§ REQUEST
Collect every line in the dataset rows that contains the word "patch" and list those lines.

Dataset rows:
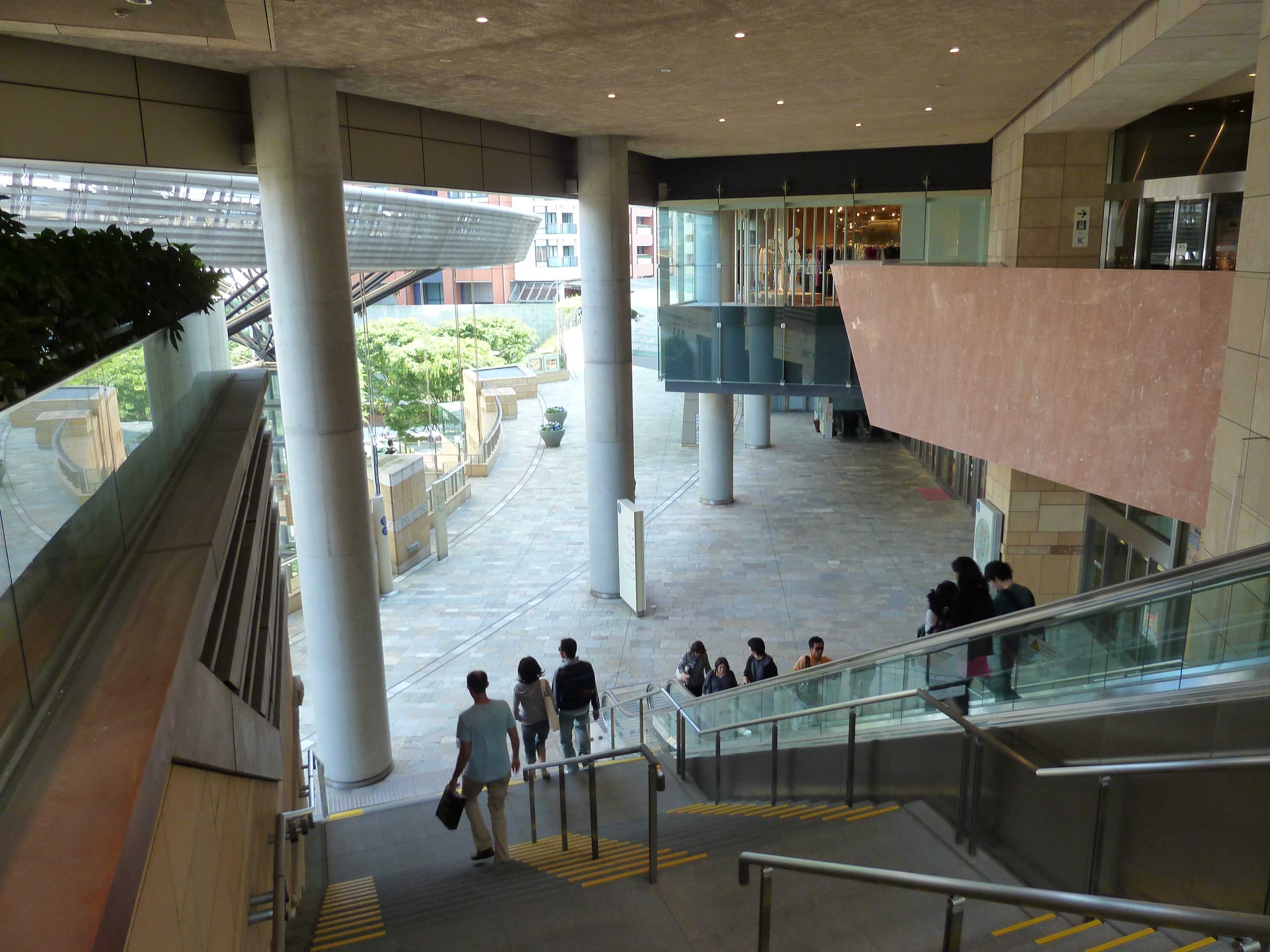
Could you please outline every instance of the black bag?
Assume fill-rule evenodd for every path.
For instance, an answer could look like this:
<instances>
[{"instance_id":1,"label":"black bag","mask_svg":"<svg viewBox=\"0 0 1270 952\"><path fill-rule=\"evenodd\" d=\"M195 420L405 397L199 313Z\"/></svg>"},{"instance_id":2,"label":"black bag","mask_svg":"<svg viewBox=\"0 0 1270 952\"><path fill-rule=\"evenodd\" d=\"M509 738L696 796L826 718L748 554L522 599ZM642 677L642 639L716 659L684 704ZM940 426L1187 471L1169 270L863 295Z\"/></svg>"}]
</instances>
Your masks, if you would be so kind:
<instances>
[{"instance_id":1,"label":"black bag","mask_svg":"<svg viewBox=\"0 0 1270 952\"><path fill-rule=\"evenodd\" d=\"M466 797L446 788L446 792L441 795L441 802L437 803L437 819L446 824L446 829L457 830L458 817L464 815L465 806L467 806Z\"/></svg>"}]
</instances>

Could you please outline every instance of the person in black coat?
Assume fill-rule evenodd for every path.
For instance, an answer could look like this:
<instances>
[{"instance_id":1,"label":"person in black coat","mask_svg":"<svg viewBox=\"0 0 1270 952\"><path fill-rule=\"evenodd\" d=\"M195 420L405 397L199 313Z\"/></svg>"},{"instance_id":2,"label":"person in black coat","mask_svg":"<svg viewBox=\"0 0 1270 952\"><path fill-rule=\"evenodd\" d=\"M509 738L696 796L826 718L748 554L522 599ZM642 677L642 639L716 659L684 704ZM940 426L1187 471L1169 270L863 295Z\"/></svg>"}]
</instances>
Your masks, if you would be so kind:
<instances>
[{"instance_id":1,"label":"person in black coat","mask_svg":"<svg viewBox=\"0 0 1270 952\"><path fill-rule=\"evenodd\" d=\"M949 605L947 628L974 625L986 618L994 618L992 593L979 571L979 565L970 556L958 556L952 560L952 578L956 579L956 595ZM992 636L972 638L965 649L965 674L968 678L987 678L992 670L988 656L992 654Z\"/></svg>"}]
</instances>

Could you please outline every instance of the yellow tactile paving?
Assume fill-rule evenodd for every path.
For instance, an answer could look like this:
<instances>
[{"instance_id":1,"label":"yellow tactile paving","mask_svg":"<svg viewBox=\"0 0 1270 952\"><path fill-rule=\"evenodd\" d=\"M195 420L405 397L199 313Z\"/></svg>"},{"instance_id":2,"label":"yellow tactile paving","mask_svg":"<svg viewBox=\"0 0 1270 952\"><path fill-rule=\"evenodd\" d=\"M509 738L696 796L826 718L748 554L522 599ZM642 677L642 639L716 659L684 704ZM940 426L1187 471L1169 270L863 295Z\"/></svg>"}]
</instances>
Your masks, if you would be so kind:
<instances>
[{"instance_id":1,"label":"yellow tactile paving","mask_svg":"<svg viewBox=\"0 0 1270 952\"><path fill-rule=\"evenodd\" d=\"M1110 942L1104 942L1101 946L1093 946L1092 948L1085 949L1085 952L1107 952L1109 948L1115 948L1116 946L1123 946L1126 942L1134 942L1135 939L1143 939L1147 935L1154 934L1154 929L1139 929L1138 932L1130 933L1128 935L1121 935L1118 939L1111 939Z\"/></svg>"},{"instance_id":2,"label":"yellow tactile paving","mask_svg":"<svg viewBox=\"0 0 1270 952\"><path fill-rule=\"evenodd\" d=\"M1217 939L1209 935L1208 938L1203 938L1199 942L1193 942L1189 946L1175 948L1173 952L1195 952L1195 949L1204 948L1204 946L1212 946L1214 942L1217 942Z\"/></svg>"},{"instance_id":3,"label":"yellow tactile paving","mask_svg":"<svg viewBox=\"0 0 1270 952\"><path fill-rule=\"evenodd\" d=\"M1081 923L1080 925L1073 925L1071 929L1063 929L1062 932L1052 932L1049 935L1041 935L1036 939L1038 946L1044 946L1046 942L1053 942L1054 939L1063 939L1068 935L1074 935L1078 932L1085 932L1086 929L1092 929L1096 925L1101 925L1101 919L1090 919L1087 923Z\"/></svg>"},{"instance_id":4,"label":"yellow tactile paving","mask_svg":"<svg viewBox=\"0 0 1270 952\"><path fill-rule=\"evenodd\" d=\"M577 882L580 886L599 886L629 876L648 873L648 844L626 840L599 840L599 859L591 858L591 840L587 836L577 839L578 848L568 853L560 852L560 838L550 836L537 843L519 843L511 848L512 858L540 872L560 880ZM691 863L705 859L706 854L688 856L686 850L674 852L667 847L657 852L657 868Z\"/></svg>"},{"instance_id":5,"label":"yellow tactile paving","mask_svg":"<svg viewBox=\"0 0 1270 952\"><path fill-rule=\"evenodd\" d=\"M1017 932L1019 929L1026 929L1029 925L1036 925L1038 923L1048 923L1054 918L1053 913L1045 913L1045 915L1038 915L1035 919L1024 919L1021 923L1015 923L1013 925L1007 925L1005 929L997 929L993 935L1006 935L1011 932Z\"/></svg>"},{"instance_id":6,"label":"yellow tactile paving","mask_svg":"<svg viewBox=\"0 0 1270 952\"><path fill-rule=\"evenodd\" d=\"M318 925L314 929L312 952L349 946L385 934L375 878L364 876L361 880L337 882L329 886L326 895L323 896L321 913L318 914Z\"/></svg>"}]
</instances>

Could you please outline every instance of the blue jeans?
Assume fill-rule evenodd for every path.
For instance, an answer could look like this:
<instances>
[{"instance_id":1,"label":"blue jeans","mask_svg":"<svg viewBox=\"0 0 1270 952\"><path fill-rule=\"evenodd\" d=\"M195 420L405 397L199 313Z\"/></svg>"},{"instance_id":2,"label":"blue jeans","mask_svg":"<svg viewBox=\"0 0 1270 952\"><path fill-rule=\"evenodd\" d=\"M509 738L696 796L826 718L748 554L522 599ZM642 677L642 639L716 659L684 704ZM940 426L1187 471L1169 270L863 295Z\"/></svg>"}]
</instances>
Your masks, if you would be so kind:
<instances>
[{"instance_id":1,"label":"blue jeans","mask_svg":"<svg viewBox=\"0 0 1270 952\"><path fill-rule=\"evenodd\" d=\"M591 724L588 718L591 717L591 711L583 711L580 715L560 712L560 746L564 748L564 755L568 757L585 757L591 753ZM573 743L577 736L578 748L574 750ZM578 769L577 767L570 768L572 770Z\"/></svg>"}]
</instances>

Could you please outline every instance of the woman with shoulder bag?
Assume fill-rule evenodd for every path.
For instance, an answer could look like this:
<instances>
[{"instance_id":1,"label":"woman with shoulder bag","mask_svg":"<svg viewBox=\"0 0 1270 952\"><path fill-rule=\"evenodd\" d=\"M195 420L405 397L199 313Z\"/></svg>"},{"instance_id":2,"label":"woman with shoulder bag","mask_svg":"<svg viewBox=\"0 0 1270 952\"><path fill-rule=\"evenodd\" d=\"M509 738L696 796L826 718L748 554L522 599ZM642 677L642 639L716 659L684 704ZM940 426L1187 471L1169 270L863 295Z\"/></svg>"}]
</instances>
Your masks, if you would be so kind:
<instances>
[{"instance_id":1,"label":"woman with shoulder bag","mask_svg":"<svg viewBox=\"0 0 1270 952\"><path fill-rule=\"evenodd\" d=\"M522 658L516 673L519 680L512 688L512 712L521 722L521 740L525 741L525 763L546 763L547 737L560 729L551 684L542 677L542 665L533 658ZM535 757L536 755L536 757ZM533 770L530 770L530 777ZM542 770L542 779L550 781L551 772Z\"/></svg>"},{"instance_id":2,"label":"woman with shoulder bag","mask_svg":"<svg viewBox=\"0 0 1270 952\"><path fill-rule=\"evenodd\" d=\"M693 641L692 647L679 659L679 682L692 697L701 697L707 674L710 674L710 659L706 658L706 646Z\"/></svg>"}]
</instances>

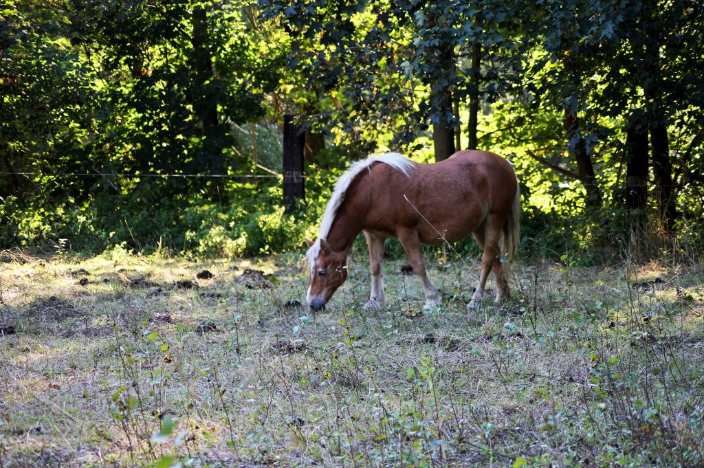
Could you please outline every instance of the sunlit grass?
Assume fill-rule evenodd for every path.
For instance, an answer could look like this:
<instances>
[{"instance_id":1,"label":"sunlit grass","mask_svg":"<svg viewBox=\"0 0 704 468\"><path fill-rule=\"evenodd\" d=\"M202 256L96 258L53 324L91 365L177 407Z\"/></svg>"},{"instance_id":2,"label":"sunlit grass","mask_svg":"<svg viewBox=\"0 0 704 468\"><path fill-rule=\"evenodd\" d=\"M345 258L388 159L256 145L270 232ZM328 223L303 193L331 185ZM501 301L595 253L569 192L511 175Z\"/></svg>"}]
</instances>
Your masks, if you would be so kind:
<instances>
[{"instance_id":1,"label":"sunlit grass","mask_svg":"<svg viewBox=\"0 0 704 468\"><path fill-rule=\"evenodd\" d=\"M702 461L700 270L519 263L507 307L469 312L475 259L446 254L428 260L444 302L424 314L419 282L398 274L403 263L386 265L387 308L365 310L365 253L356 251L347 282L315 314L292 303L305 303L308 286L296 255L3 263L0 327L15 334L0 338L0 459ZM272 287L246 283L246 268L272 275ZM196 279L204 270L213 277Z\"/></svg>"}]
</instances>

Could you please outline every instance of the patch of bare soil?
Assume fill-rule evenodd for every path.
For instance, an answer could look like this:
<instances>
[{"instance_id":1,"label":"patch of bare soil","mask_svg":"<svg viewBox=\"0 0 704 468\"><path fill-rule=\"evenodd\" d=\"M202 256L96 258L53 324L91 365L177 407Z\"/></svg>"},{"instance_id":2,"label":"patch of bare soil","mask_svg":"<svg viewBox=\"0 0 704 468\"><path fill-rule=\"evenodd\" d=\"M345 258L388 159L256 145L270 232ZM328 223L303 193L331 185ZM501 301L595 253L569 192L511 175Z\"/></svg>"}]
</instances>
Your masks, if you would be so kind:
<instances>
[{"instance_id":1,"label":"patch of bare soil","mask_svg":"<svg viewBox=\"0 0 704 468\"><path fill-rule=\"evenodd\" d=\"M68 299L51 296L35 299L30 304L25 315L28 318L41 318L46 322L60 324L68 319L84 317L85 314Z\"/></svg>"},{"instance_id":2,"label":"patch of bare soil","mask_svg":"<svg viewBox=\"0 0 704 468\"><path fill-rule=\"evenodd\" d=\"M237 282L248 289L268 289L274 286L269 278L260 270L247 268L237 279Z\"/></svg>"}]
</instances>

§ OUTPUT BELOW
Could you please outline every instance of the patch of bare soil?
[{"instance_id":1,"label":"patch of bare soil","mask_svg":"<svg viewBox=\"0 0 704 468\"><path fill-rule=\"evenodd\" d=\"M202 256L96 258L53 324L91 365L177 407Z\"/></svg>"},{"instance_id":2,"label":"patch of bare soil","mask_svg":"<svg viewBox=\"0 0 704 468\"><path fill-rule=\"evenodd\" d=\"M345 258L388 159L256 145L270 232ZM328 223L303 193L331 185ZM501 301L595 253L569 192L511 175Z\"/></svg>"}]
[{"instance_id":1,"label":"patch of bare soil","mask_svg":"<svg viewBox=\"0 0 704 468\"><path fill-rule=\"evenodd\" d=\"M68 299L51 296L35 299L30 304L25 315L28 318L41 318L46 322L60 324L68 319L84 317L85 314Z\"/></svg>"},{"instance_id":2,"label":"patch of bare soil","mask_svg":"<svg viewBox=\"0 0 704 468\"><path fill-rule=\"evenodd\" d=\"M237 282L248 289L268 289L274 286L269 278L260 270L247 268L237 279Z\"/></svg>"}]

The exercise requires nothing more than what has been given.